Within the records below, find the line containing "Cam-trap alert: motion was detected. Identify microphone". Reproduce it and each line after it exactly, and nothing else.
DATA RECORDS Block Start
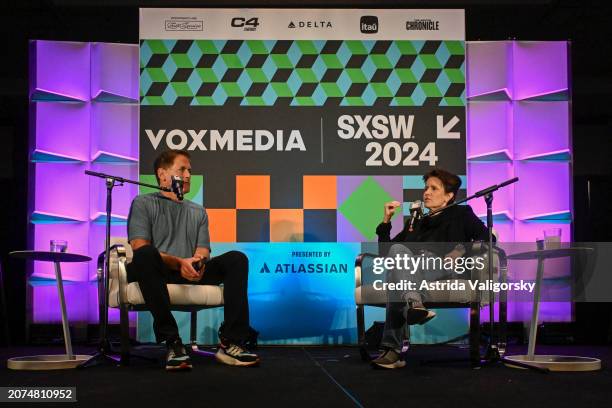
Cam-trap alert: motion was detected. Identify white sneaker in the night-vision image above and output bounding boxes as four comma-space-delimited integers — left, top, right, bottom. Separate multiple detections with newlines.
215, 341, 260, 367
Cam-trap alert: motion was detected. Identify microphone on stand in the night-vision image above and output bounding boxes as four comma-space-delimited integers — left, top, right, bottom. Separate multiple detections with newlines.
171, 176, 184, 201
408, 200, 423, 232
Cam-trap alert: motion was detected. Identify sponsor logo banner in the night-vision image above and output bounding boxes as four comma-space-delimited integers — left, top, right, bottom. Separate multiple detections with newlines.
140, 8, 465, 40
DATA RECORDS Block End
(EXERCISE ANSWER):
Cam-trap alert: motion was detected. Identify microphone on stand in the night-vision image above and output bounding boxes as four comma-space-delimited integers — left, top, right, bottom. Separate multiple detections with newlines.
171, 176, 184, 201
408, 200, 423, 232
Cam-trap alert: motion was detected. Identify sponsor logo banner in the night-vision image above and output bounding boxes as four comma-space-delimited integers — left, top, right, bottom. Separate multiple detections with newlines.
140, 8, 465, 40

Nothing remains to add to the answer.